GOAL =>
Set out every line of the entries below as a Markdown table with the columns Line No and Text, numbering each row and skipping blank lines. Leave the pictures out.
[START OF MATERIAL FOR THE TASK]
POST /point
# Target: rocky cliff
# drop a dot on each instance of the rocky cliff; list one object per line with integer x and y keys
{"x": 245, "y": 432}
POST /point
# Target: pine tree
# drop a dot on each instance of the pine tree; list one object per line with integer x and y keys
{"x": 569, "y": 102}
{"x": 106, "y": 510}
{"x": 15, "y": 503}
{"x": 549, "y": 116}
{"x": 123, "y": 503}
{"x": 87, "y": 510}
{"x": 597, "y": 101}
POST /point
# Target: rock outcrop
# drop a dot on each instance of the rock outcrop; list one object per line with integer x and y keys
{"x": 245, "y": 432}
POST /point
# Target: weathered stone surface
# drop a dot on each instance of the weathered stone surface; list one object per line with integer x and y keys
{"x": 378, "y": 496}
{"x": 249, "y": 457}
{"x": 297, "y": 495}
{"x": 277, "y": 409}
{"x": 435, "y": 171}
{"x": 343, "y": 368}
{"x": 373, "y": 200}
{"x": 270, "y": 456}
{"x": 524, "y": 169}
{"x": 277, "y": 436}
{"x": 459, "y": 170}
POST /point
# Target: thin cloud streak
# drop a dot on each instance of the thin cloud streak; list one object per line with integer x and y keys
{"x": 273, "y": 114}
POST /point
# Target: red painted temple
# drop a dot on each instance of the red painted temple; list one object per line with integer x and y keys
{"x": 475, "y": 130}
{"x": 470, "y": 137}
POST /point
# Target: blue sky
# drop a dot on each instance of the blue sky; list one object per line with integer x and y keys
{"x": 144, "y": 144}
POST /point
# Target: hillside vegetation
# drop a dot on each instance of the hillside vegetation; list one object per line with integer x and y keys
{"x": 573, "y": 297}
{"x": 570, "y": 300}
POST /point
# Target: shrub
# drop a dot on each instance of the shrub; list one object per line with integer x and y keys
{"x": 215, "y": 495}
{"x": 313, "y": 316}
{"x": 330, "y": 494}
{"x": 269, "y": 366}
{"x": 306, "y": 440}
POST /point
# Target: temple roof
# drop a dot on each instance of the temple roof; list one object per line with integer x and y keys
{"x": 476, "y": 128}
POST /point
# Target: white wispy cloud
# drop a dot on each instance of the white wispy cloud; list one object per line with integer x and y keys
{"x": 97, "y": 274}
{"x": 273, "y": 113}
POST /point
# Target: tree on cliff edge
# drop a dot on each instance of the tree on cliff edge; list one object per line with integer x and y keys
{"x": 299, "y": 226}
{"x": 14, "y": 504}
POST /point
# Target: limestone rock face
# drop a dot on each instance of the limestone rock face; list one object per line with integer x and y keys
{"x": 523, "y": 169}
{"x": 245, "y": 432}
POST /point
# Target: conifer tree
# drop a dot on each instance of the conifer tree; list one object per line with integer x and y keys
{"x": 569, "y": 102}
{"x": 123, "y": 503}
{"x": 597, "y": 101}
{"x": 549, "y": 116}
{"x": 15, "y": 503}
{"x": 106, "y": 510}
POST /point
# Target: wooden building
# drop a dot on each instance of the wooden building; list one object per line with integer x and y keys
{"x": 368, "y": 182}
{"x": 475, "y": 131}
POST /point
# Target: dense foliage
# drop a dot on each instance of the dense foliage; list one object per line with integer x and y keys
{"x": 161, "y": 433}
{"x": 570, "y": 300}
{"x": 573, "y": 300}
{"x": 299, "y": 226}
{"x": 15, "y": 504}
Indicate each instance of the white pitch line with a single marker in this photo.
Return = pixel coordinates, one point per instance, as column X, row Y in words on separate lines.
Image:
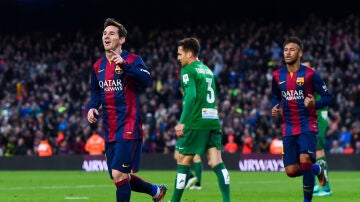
column 54, row 187
column 76, row 198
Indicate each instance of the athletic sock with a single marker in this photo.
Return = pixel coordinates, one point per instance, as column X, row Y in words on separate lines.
column 139, row 185
column 316, row 169
column 198, row 167
column 123, row 191
column 308, row 180
column 180, row 182
column 223, row 177
column 326, row 187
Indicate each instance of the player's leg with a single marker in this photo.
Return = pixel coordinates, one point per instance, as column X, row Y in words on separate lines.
column 140, row 185
column 307, row 147
column 187, row 148
column 183, row 168
column 190, row 177
column 213, row 155
column 321, row 159
column 119, row 169
column 291, row 156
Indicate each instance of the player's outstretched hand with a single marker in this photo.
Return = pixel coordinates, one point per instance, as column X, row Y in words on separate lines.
column 117, row 58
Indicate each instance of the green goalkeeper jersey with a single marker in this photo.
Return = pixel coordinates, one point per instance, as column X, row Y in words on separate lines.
column 199, row 101
column 322, row 114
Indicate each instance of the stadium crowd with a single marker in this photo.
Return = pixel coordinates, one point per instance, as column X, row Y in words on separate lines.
column 45, row 83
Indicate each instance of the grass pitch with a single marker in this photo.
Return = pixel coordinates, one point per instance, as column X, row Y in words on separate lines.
column 56, row 186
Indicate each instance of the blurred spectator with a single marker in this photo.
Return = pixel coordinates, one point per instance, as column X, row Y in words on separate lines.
column 95, row 145
column 344, row 137
column 276, row 146
column 357, row 147
column 44, row 148
column 231, row 146
column 20, row 148
column 247, row 141
column 335, row 148
column 348, row 149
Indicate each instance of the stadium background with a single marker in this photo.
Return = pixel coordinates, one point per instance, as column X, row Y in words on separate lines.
column 48, row 47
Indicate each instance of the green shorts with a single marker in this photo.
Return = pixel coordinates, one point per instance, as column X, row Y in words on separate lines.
column 199, row 141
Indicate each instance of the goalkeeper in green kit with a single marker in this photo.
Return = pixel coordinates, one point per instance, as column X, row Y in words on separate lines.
column 320, row 152
column 198, row 130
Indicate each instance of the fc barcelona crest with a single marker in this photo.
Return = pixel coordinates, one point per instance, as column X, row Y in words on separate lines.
column 300, row 81
column 118, row 70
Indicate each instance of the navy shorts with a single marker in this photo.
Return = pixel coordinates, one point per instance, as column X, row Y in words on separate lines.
column 295, row 145
column 123, row 156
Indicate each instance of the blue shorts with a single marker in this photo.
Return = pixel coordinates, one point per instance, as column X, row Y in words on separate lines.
column 295, row 145
column 123, row 156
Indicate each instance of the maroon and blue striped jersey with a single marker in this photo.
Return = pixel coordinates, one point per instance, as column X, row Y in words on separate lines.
column 116, row 89
column 290, row 90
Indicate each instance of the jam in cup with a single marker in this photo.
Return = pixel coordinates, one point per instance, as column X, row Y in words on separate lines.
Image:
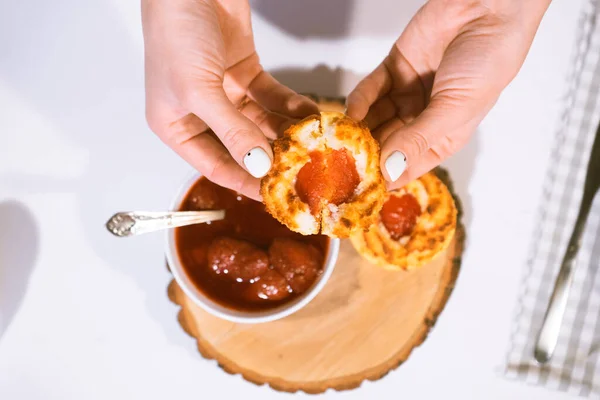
[END OF MATERIAL FOR THE TASK]
FULL RESPONSE =>
| Line No | Text |
|---|---|
| 1 | POST /point |
| 2 | # Target: rocky cliff |
| 3 | # drop a dot on each instance of the rocky cliff; list one object per line with integer x and y keys |
| 4 | {"x": 245, "y": 432} |
| 5 | POST /point |
| 6 | # Target: pine tree |
| 7 | # drop a dot on each instance of the pine tree; list one object per line with integer x and y keys |
| 8 | {"x": 569, "y": 102} |
| 9 | {"x": 106, "y": 510} |
| 10 | {"x": 15, "y": 503} |
| 11 | {"x": 549, "y": 116} |
| 12 | {"x": 123, "y": 503} |
| 13 | {"x": 87, "y": 510} |
| 14 | {"x": 597, "y": 101} |
| 15 | POST /point |
| 16 | # Target: rock outcrop |
| 17 | # drop a dot on each instance of the rock outcrop; list one object per line with integer x and y keys |
| 18 | {"x": 245, "y": 432} |
| 19 | POST /point |
| 20 | # Target: weathered stone surface |
| 21 | # drop a dot on each instance of the weathered stone surface; list one object per line with integer x and y keys |
| 22 | {"x": 378, "y": 496} |
| 23 | {"x": 249, "y": 457} |
| 24 | {"x": 297, "y": 495} |
| 25 | {"x": 277, "y": 409} |
| 26 | {"x": 435, "y": 171} |
| 27 | {"x": 343, "y": 368} |
| 28 | {"x": 373, "y": 200} |
| 29 | {"x": 270, "y": 456} |
| 30 | {"x": 524, "y": 169} |
| 31 | {"x": 277, "y": 436} |
| 32 | {"x": 459, "y": 170} |
| 33 | POST /point |
| 34 | # Target: thin cloud streak |
| 35 | # drop a dot on each instance of the thin cloud streak; list one object per line with integer x and y keys |
| 36 | {"x": 273, "y": 114} |
| 37 | POST /point |
| 38 | # Target: red painted temple |
| 39 | # drop a dot on each instance of the red painted temple; list one object per line with integer x and y keys |
| 40 | {"x": 475, "y": 130} |
| 41 | {"x": 470, "y": 137} |
| 42 | POST /point |
| 43 | # Target: blue sky |
| 44 | # drop a dot on each instance of the blue sky; list one object per line with integer x and y keys |
| 45 | {"x": 144, "y": 144} |
| 46 | POST /point |
| 47 | # Target: hillside vegetation |
| 48 | # drop a dot on each instance of the hillside vegetation; list one object per line with integer x and y keys |
| 49 | {"x": 573, "y": 297} |
| 50 | {"x": 570, "y": 300} |
| 51 | POST /point |
| 52 | # Target: shrub |
| 53 | # drop a dot on each instance of the shrub; list one object per line with integer x and y keys |
| 54 | {"x": 215, "y": 495} |
| 55 | {"x": 313, "y": 316} |
| 56 | {"x": 330, "y": 494} |
| 57 | {"x": 269, "y": 366} |
| 58 | {"x": 306, "y": 440} |
| 59 | POST /point |
| 60 | # Target: temple roof |
| 61 | # drop a dot on each instance of the temple roof; list one object per line with integer x and y keys |
| 62 | {"x": 476, "y": 128} |
| 63 | POST /point |
| 64 | # Target: white wispy cloud |
| 65 | # drop a dot on each instance of the white wispy cloud; list one object per line with integer x and y keys |
| 66 | {"x": 97, "y": 274} |
| 67 | {"x": 273, "y": 113} |
| 68 | POST /point |
| 69 | # Target: tree on cliff edge |
| 70 | # drop a dot on each instance of the tree on cliff edge; list one object per line with integer x and y keys |
| 71 | {"x": 299, "y": 226} |
| 72 | {"x": 14, "y": 504} |
| 73 | POST /point |
| 74 | # Target: limestone rock face |
| 75 | # drop a dot on each instance of the limestone rock face; list one object per line with integer x and y keys |
| 76 | {"x": 523, "y": 169} |
| 77 | {"x": 245, "y": 432} |
| 78 | POST /point |
| 79 | # Target: conifer tree |
| 80 | # drop a dot on each instance of the conifer tree; list one object per line with integer x and y keys |
| 81 | {"x": 569, "y": 102} |
| 82 | {"x": 123, "y": 503} |
| 83 | {"x": 597, "y": 101} |
| 84 | {"x": 549, "y": 116} |
| 85 | {"x": 15, "y": 503} |
| 86 | {"x": 106, "y": 510} |
| 87 | POST /point |
| 88 | # Target: wooden building |
| 89 | # drop a dot on each instance of the wooden building; list one object per line with integer x and y keys |
| 90 | {"x": 368, "y": 182} |
| 91 | {"x": 475, "y": 131} |
| 92 | POST /point |
| 93 | # Target: dense foliage |
| 94 | # drop a dot on each instance of the dense foliage; list one object per line with integer x and y keys |
| 95 | {"x": 161, "y": 433} |
| 96 | {"x": 570, "y": 300} |
| 97 | {"x": 573, "y": 300} |
| 98 | {"x": 299, "y": 226} |
| 99 | {"x": 15, "y": 504} |
| 100 | Indicate each instance of the white pitch line with a single marker in this photo. |
| 101 | Return = pixel coordinates, one point per instance, as column X, row Y in words on separate lines. |
| 102 | Image: |
| 103 | column 54, row 187 |
| 104 | column 76, row 198 |
| 105 | Indicate each instance of the athletic sock with a single marker in this photo. |
| 106 | Return = pixel coordinates, one point per instance, as column X, row Y in words on separate lines. |
| 107 | column 139, row 185 |
| 108 | column 316, row 169 |
| 109 | column 198, row 167 |
| 110 | column 123, row 191 |
| 111 | column 308, row 180 |
| 112 | column 180, row 182 |
| 113 | column 223, row 177 |
| 114 | column 326, row 187 |
| 115 | Indicate each instance of the player's leg with a single marker in this photo. |
| 116 | Return = pixel coordinates, one point per instance, as column X, row Y in words on separate lines. |
| 117 | column 140, row 185 |
| 118 | column 307, row 147 |
| 119 | column 187, row 148 |
| 120 | column 183, row 168 |
| 121 | column 190, row 177 |
| 122 | column 213, row 155 |
| 123 | column 321, row 159 |
| 124 | column 119, row 169 |
| 125 | column 291, row 156 |
| 126 | Indicate each instance of the player's outstretched hand with a single marker in this photo. |
| 127 | Return = pixel coordinates, one point per instance, as column X, row Y in words on separate lines. |
| 128 | column 117, row 58 |
| 129 | Indicate each instance of the green goalkeeper jersey with a single marker in this photo. |
| 130 | Return = pixel coordinates, one point per instance, as column X, row Y in words on separate lines. |
| 131 | column 199, row 101 |
| 132 | column 322, row 114 |
| 133 | Indicate each instance of the stadium crowd with a single marker in this photo. |
| 134 | Return = pixel coordinates, one point per instance, as column X, row Y in words on separate lines. |
| 135 | column 45, row 83 |
| 136 | Indicate each instance of the grass pitch with a single marker in this photo. |
| 137 | Return = pixel coordinates, one point per instance, as column X, row Y in words on separate lines. |
| 138 | column 56, row 186 |
| 139 | Indicate each instance of the blurred spectator with a single marker in this photo. |
| 140 | Return = pixel coordinates, one point per instance, as column X, row Y in words on separate lines. |
| 141 | column 95, row 145 |
| 142 | column 344, row 137 |
| 143 | column 276, row 146 |
| 144 | column 357, row 147 |
| 145 | column 44, row 148 |
| 146 | column 231, row 146 |
| 147 | column 20, row 148 |
| 148 | column 247, row 141 |
| 149 | column 335, row 148 |
| 150 | column 348, row 149 |
| 151 | Indicate each instance of the stadium background with a single marker in this photo. |
| 152 | Return = pixel coordinates, one point per instance, as column X, row Y in words on separate lines. |
| 153 | column 48, row 47 |
| 154 | Indicate each instance of the green shorts with a single marker in this photo. |
| 155 | Return = pixel coordinates, one point per instance, as column X, row Y in words on separate lines. |
| 156 | column 199, row 141 |
| 157 | Indicate each instance of the goalkeeper in green kit with a single marker in this photo. |
| 158 | Return = pixel coordinates, one point per instance, as column X, row Y in words on separate lines. |
| 159 | column 320, row 152 |
| 160 | column 198, row 130 |
| 161 | Indicate each instance of the fc barcelona crest with a single marker in this photo. |
| 162 | Return = pixel coordinates, one point per instance, as column X, row Y in words on separate lines. |
| 163 | column 300, row 81 |
| 164 | column 118, row 70 |
| 165 | Indicate each instance of the navy shorts with a single marker in this photo. |
| 166 | Return = pixel coordinates, one point per instance, as column X, row Y in words on separate lines. |
| 167 | column 295, row 145 |
| 168 | column 123, row 156 |
| 169 | Indicate each instance of the blue shorts with a single marker in this photo. |
| 170 | Return = pixel coordinates, one point per instance, as column X, row Y in words on separate lines. |
| 171 | column 295, row 145 |
| 172 | column 123, row 156 |
| 173 | Indicate each instance of the maroon and blue striped jersey with a single marker in this photo. |
| 174 | Return = pixel coordinates, one point per instance, as column X, row Y in words on separate lines. |
| 175 | column 116, row 89 |
| 176 | column 290, row 90 |
| 177 | Indicate each instance of the jam in cup with a single marker in this photo. |
| 178 | Return = pixel coordinates, one point per instance, as column X, row Y in words on separate lines. |
| 179 | Image: |